## Given records
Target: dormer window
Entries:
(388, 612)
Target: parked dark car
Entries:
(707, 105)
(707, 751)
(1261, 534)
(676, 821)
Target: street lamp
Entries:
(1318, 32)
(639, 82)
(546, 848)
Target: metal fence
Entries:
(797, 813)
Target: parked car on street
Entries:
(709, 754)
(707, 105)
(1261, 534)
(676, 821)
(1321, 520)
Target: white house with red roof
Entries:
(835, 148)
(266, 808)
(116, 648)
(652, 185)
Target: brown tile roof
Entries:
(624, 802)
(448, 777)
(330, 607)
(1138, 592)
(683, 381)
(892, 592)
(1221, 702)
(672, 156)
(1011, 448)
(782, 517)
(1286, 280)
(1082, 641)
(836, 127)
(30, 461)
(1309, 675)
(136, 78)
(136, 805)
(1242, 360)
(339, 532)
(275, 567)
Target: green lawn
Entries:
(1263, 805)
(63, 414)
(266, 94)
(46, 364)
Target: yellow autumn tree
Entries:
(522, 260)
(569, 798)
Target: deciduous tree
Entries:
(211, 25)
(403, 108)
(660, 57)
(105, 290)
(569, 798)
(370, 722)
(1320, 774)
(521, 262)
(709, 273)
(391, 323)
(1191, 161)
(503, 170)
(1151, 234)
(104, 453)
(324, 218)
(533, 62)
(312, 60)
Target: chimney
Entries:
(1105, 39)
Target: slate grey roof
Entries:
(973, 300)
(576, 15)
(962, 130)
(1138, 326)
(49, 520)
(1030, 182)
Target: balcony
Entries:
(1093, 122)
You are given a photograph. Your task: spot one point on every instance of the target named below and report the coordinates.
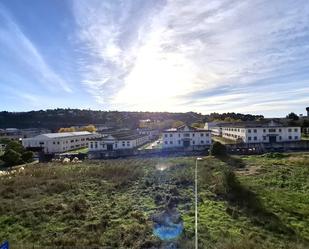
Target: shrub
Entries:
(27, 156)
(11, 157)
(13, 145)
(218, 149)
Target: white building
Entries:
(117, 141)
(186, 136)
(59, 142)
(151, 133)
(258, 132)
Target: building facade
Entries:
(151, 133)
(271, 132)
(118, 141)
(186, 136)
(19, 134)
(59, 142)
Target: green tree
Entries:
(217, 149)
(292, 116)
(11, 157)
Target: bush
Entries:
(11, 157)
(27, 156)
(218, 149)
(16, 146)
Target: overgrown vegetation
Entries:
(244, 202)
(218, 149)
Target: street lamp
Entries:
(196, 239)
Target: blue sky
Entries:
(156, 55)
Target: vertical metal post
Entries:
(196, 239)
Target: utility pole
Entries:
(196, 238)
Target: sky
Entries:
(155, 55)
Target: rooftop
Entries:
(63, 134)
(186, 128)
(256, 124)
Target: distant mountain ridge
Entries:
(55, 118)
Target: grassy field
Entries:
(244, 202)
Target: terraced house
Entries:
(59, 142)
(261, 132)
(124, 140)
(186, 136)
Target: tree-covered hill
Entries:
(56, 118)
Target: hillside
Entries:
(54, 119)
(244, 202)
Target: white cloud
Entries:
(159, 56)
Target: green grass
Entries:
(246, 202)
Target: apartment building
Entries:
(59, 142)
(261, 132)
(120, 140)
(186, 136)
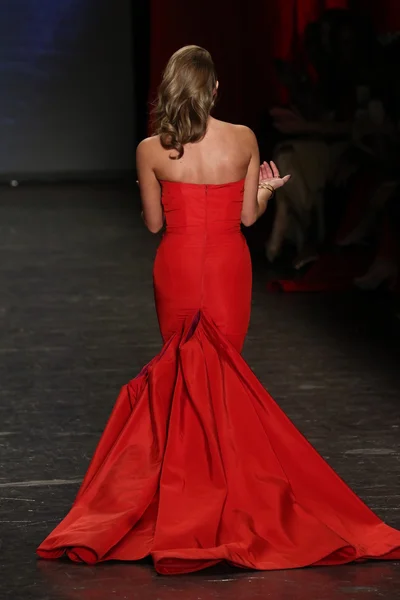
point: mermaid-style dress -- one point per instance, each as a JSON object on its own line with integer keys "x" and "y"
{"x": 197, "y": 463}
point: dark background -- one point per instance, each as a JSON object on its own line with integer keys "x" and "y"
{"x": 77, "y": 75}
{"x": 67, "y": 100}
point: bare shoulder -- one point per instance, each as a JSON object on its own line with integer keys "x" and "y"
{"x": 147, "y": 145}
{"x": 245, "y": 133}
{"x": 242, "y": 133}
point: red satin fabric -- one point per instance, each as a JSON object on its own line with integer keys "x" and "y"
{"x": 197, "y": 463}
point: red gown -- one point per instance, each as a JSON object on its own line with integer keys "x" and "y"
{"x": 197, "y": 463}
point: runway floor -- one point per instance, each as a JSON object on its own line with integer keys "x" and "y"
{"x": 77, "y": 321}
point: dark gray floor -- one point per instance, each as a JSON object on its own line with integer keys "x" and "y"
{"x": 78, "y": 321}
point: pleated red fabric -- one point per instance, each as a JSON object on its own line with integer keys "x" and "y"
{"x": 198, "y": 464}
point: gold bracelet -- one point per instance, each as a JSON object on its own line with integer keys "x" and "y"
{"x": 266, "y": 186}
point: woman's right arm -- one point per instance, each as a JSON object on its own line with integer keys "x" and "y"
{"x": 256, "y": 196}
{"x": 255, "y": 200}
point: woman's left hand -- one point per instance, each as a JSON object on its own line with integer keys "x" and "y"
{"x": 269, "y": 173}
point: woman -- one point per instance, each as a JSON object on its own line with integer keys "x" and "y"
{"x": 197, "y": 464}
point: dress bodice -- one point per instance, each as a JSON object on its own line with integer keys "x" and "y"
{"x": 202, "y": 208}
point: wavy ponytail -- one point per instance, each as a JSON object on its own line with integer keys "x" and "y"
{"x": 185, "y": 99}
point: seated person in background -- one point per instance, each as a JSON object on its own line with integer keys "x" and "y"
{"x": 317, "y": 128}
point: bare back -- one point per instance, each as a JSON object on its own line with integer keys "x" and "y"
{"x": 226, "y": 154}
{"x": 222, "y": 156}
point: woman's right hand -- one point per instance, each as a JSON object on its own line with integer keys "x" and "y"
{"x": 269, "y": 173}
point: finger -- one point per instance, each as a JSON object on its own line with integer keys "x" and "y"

==

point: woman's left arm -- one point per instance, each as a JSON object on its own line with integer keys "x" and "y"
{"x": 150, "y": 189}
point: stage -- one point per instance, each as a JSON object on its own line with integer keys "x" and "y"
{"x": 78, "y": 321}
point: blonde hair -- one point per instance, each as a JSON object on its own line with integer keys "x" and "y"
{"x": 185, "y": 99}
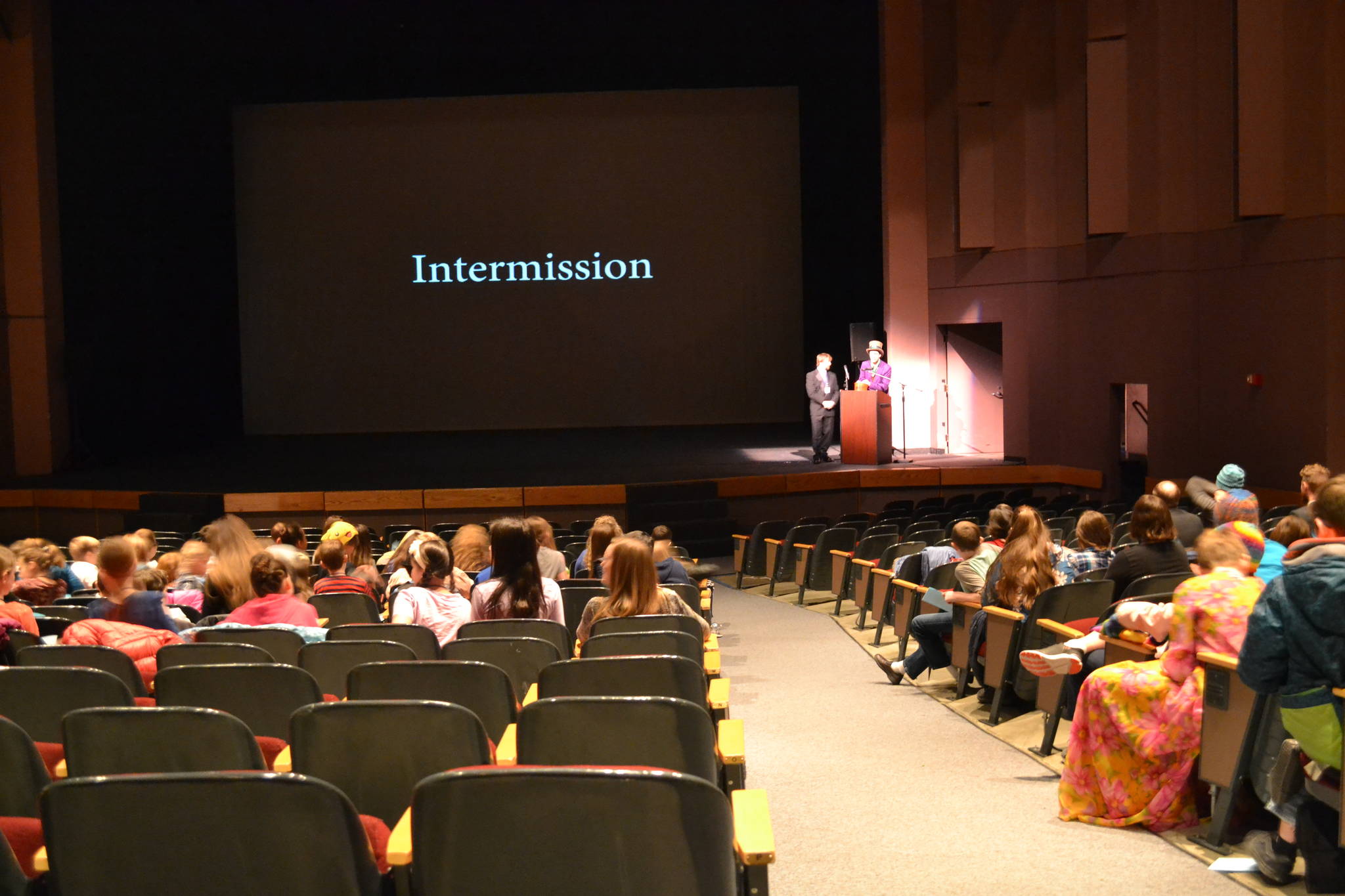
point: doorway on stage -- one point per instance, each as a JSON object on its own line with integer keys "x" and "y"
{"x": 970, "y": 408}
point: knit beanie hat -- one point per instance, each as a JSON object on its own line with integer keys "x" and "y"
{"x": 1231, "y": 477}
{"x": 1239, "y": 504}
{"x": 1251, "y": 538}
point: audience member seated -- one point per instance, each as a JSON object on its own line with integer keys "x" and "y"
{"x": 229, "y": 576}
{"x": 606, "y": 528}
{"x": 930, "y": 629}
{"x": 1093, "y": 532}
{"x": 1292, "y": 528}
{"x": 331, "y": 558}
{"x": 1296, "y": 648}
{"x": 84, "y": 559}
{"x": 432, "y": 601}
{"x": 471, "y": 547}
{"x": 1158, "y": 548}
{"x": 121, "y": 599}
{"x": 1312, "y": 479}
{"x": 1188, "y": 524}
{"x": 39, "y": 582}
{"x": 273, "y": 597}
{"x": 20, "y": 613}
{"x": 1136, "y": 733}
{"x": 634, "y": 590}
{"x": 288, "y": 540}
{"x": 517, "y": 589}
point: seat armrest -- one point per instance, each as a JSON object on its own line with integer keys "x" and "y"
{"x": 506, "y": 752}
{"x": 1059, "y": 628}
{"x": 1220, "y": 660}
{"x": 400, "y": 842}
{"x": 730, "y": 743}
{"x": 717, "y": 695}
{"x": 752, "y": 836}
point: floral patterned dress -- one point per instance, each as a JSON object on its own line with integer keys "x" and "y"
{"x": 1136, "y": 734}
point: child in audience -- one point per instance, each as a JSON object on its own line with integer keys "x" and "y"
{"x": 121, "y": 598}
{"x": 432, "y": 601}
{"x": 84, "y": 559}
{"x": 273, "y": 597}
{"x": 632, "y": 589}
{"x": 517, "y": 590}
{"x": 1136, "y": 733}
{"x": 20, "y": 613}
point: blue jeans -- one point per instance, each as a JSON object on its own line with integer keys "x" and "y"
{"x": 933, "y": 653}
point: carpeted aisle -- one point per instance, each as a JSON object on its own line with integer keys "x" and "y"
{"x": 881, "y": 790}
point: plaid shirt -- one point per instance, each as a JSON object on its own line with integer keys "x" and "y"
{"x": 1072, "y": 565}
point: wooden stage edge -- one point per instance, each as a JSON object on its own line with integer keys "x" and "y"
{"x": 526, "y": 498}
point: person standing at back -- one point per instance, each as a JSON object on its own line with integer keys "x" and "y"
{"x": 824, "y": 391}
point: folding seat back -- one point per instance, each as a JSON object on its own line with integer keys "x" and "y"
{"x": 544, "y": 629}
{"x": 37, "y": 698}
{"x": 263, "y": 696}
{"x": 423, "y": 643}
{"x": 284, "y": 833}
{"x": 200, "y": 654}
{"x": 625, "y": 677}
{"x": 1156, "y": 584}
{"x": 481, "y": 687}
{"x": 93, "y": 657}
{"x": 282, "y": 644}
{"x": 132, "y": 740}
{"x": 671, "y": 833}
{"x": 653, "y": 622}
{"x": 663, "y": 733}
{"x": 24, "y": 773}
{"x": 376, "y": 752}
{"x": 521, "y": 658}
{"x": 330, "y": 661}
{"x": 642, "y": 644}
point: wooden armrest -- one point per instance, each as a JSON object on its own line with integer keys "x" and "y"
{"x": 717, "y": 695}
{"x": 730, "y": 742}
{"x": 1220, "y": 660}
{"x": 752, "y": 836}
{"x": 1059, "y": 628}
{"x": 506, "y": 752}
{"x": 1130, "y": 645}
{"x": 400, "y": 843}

---

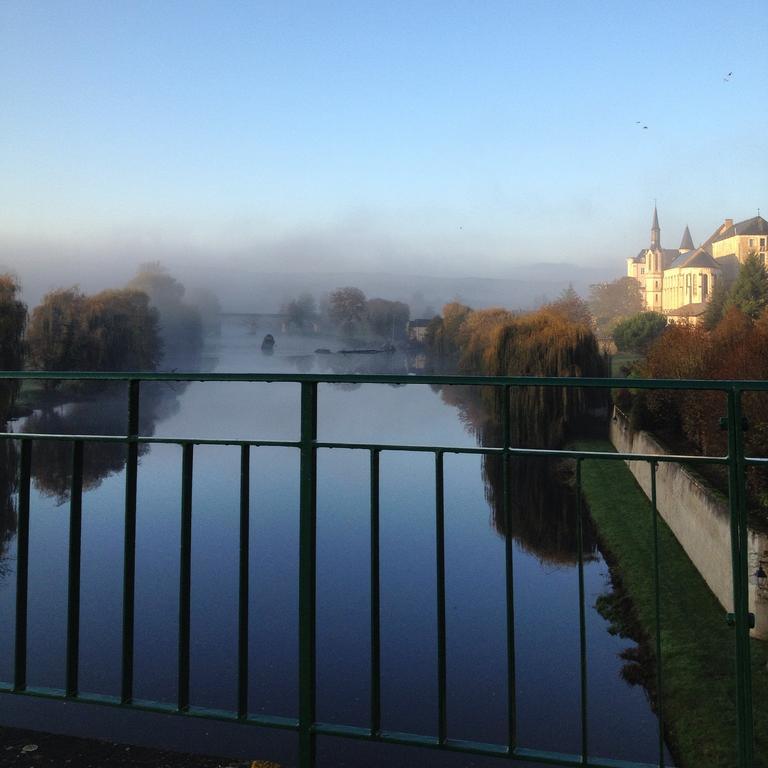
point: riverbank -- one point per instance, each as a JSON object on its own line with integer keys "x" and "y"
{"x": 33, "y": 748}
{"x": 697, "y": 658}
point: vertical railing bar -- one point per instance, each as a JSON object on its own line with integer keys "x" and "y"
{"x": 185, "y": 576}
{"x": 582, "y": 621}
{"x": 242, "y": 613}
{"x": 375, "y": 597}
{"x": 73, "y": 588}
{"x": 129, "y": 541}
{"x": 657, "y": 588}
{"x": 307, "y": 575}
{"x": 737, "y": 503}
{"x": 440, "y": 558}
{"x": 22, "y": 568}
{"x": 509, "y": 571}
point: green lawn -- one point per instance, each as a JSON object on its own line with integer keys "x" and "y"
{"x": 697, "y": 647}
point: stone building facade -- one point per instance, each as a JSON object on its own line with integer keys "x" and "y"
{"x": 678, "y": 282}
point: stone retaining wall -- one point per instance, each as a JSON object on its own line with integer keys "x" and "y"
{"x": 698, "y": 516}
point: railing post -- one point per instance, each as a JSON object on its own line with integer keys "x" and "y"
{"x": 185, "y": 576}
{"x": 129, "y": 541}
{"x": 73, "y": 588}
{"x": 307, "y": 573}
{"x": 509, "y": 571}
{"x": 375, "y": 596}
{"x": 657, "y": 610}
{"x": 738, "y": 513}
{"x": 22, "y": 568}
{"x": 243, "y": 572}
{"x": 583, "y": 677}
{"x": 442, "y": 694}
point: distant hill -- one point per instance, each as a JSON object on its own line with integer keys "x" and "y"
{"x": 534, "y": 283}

## Job
Gather every line of the records above that contains the word "wooden", and copy each one in full. Case counts.

## Correct output
point: wooden stage edge -- one point per instance, each as a JSON object on its own line with integer keys "x" and "y"
point: wooden armrest -- one point per instance, each as a JSON object on its own line with integer keys "x" and "y"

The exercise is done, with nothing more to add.